## Directions:
- 1) Could you rewrite the Montiel article between "Now is an especially" and "prisoners of conscience.", inclusive, changing "forests" to "woodlands"?
- 2) How would you translate this sentence from the Montiel article into Spanish: "Cabrera had cataracts and Montiel had intestinal tumors."

## Provided passage:

=== Section Start ===

Mexico: Environmentalist Speaks About Saving Forests in His Homeland

SAN FRANCISCO (AP) -- Environmentalism in Mexico has a dim future unless young people are taught to be more aware of their world, according to Rodolfo Montiel, an environmentalist from the country who was released from prison late last year.

"I actually see (the future) rather poorly. From what I know, there's not a large scale of activism," he told The Associated Press on Monday. "We need to change our culture and way of life and look for ways to raise our young people in a culture that has a greater awareness of the environment."

Montiel spoke in San Francisco on Monday while on his way to Washington, D.C., where he plans to talk with environmentalists and human rights groups about alleged human rights abuses in Mexico.

Montiel and Teodoro Cabrera were convicted on weapons and drug charges in 1999. They and their supporters say they were framed because of their efforts to stem what they see as excessive logging in the old-growth fir forests of Guerrero state. Montiel and Cabrera say they were tortured by the soldiers who arrested them.

Montiel's visit is to raise awareness and gain support from environmental and human rights groups in the United States, and he plans to encourage them to write letters to the Mexican government "so we have a guarantee of freedom of expression, and in this way, we can defend our forests and our human rights," he said.

Now is an especially important time for citizens to be concerned about their environment because President Vicente Fox has said he plans to launch a national crusade to stop exploitation of the forests of Mexico, Montiel said.

"I would ask him to carry that out," he said. "We who have been persecuted, detained, tortured and imprisoned because we were defending our forests, haven't seen the promises he's made inside and outside of Mexico completed. We want people to see what he's said and hasn't done."

Montiel's and Cabrera's imprisonment made them a cause celebre among environmentalists, and Montiel was awarded the Goldman Prize from the San Francisco-based Goldman Environmental Foundation while in jail. Amnesty International considered them prisoners of conscience.

Fox ordered the two freed in November on medical grounds after consulting with legal experts and receiving many petitions from national and international human rights groups. Cabrera had cataracts and Montiel had intestinal tumors.

Their release came less than a month after an attorney who had worked on their case, Digna Ochoa, was shot dead in her Mexico City law office after receiving death threats.

=== Section End ===

Phrase grounding data
=== Section Start ===

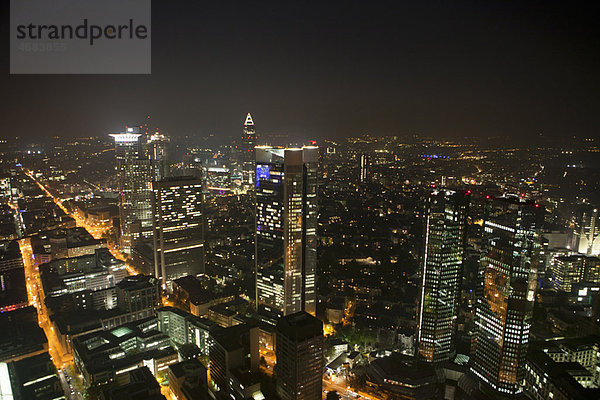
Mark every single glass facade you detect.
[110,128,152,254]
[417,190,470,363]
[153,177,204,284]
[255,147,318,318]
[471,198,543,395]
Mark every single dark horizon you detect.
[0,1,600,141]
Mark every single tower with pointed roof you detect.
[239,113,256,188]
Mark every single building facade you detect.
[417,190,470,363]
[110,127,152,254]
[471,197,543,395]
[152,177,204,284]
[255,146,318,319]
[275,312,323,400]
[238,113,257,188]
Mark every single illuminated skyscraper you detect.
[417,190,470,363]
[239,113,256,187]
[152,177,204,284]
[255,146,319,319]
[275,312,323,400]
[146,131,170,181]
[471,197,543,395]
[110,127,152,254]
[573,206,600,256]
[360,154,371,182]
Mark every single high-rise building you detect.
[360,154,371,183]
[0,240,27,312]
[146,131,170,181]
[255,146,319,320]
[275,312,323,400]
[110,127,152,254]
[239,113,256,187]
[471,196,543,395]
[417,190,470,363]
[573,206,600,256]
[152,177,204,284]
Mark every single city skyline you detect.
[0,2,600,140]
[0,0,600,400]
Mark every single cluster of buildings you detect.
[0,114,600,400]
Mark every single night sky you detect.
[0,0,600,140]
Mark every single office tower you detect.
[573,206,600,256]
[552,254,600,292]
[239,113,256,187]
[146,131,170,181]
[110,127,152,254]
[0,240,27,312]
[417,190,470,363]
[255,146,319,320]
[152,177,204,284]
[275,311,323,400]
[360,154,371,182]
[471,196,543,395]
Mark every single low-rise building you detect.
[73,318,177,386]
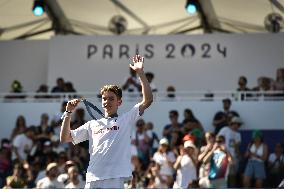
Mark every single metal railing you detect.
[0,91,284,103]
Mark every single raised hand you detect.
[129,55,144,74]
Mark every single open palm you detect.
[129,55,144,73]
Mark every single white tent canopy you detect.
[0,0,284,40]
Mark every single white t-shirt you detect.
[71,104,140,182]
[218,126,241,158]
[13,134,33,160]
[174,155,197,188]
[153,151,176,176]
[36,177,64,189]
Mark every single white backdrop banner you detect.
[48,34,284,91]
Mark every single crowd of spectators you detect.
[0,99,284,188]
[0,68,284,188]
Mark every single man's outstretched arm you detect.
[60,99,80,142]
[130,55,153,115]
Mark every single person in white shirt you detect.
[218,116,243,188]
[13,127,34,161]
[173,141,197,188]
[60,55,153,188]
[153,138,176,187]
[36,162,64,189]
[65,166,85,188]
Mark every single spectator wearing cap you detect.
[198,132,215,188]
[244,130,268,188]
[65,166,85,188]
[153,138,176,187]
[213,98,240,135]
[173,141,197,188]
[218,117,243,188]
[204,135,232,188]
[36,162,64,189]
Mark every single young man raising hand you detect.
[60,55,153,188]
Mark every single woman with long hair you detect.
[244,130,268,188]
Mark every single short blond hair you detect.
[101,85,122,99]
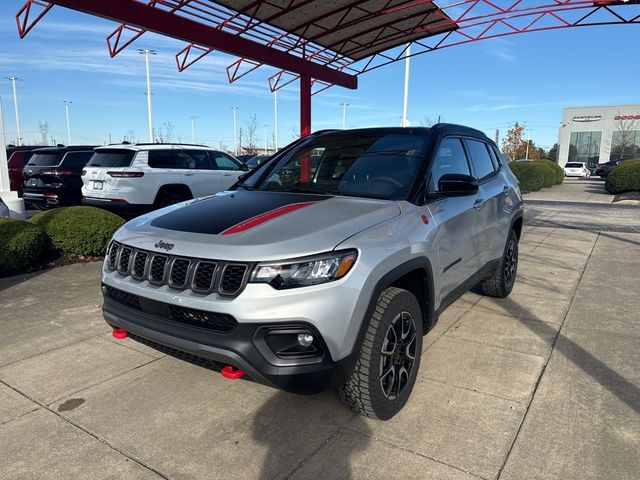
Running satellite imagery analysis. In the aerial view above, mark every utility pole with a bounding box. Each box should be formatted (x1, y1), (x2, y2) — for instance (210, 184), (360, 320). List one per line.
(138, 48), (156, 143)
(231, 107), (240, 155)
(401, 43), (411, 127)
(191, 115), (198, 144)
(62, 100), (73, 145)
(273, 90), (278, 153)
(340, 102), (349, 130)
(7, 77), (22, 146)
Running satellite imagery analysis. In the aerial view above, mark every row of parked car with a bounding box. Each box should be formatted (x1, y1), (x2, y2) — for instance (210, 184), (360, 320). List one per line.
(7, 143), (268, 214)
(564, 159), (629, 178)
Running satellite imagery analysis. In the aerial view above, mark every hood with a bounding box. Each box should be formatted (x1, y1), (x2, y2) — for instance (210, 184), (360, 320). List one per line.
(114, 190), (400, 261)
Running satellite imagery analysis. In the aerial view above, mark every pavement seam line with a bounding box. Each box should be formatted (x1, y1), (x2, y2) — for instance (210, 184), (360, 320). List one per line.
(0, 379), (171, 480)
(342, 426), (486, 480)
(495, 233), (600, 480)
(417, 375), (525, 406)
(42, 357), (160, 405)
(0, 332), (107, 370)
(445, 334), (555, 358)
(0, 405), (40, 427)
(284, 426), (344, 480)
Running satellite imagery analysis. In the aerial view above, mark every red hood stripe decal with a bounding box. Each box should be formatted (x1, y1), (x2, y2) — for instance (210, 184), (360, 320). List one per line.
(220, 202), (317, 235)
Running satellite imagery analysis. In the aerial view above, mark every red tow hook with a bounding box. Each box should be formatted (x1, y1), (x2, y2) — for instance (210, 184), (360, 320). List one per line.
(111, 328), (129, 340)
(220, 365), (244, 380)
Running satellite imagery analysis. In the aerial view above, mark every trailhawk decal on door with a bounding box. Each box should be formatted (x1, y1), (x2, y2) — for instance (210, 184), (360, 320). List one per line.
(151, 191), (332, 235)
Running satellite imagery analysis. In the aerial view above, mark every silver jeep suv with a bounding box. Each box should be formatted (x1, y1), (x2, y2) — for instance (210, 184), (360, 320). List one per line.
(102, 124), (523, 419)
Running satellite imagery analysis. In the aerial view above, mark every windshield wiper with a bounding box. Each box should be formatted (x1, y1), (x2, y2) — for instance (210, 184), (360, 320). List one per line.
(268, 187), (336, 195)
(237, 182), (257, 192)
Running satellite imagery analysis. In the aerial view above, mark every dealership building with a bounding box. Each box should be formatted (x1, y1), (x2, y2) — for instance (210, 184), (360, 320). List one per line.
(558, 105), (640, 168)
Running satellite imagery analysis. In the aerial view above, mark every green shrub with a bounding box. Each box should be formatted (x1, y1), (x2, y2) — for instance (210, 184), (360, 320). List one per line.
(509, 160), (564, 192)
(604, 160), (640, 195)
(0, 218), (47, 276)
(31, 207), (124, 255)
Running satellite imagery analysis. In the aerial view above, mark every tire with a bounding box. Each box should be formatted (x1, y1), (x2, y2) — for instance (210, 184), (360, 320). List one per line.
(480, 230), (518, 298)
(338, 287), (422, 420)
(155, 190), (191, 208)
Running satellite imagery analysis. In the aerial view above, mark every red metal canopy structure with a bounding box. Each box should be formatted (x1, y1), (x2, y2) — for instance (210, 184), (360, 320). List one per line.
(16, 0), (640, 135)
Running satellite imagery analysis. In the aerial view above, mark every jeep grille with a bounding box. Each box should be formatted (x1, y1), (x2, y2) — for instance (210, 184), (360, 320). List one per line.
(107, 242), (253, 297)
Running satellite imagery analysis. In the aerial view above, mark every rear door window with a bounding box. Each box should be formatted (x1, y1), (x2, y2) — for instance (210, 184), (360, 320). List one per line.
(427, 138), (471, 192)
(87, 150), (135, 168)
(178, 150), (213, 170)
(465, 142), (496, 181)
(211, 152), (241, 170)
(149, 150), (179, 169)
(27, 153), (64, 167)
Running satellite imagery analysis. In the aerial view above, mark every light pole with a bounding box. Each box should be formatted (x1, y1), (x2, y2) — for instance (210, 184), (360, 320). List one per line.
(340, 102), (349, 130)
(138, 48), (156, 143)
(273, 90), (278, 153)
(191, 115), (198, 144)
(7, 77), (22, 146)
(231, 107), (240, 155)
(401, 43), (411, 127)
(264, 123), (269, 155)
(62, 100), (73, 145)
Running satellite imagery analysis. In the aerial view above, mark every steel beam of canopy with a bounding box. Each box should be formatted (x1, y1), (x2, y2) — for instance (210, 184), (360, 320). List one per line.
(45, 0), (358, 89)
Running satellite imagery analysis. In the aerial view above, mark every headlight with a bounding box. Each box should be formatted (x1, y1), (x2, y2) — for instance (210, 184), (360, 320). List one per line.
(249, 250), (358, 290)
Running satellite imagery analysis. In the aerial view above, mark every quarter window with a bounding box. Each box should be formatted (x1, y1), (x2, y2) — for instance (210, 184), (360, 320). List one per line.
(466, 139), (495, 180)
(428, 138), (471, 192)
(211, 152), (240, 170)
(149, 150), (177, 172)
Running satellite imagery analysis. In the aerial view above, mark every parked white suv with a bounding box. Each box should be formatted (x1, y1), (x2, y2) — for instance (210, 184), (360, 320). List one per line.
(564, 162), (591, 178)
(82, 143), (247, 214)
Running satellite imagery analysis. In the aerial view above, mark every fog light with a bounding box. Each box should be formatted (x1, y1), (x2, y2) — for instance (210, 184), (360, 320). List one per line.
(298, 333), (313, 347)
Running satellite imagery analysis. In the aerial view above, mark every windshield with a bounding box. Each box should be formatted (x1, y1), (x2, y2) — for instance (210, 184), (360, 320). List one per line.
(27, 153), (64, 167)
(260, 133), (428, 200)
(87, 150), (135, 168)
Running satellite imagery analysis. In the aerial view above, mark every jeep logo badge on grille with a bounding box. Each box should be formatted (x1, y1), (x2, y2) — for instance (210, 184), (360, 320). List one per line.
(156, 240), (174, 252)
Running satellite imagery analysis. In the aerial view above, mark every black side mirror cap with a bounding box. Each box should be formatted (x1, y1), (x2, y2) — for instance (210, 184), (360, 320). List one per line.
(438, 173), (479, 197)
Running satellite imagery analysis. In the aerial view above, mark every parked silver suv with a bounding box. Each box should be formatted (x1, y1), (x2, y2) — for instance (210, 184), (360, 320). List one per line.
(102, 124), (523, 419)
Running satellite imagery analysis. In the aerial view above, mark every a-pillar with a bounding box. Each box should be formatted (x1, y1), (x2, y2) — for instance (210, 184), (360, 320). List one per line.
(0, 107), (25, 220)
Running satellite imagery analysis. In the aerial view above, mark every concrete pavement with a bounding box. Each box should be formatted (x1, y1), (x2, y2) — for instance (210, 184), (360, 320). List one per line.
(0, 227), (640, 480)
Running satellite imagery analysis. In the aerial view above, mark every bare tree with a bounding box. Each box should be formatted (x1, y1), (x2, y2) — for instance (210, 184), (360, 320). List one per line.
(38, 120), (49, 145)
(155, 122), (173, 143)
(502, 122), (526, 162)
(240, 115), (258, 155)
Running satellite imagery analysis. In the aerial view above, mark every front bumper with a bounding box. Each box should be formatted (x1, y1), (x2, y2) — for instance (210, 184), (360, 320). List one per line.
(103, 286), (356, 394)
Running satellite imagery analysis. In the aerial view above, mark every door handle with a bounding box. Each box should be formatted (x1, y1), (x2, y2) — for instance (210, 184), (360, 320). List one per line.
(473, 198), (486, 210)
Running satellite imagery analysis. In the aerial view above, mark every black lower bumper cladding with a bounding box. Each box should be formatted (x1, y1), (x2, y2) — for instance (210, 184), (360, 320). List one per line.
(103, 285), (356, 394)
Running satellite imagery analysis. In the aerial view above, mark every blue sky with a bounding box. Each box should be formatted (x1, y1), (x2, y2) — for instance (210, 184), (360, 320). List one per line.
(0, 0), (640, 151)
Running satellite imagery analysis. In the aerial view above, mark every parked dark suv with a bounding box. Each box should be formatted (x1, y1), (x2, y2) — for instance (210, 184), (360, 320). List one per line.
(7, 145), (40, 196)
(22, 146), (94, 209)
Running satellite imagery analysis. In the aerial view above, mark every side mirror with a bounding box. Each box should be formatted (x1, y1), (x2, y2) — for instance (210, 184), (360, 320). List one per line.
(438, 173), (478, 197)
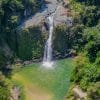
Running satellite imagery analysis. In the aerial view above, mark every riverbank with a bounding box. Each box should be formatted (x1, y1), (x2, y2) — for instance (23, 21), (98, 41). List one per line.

=== Section End ===

## Solutions by task:
- 1)
Now is an especially important time for citizens to be concerned about their environment because President Vicente Fox has said he plans to launch a national crusade to stop exploitation of the woodlands of Mexico, Montiel said.

"I would ask him to carry that out," he said. "We who have been persecuted, detained, tortured and imprisoned because we were defending our woodlands, haven't seen the promises he's made inside and outside of Mexico completed. We want people to see what he's said and hasn't done."

Montiel's and Cabrera's imprisonment made them a cause celebre among environmentalists, and Montiel was awarded the Goldman Prize from the San Francisco-based Goldman Environmental Foundation while in jail. Amnesty International considered them prisoners of conscience.

- 2) Cabrera tenía cataratas y Montiel tenía tumores intestinales.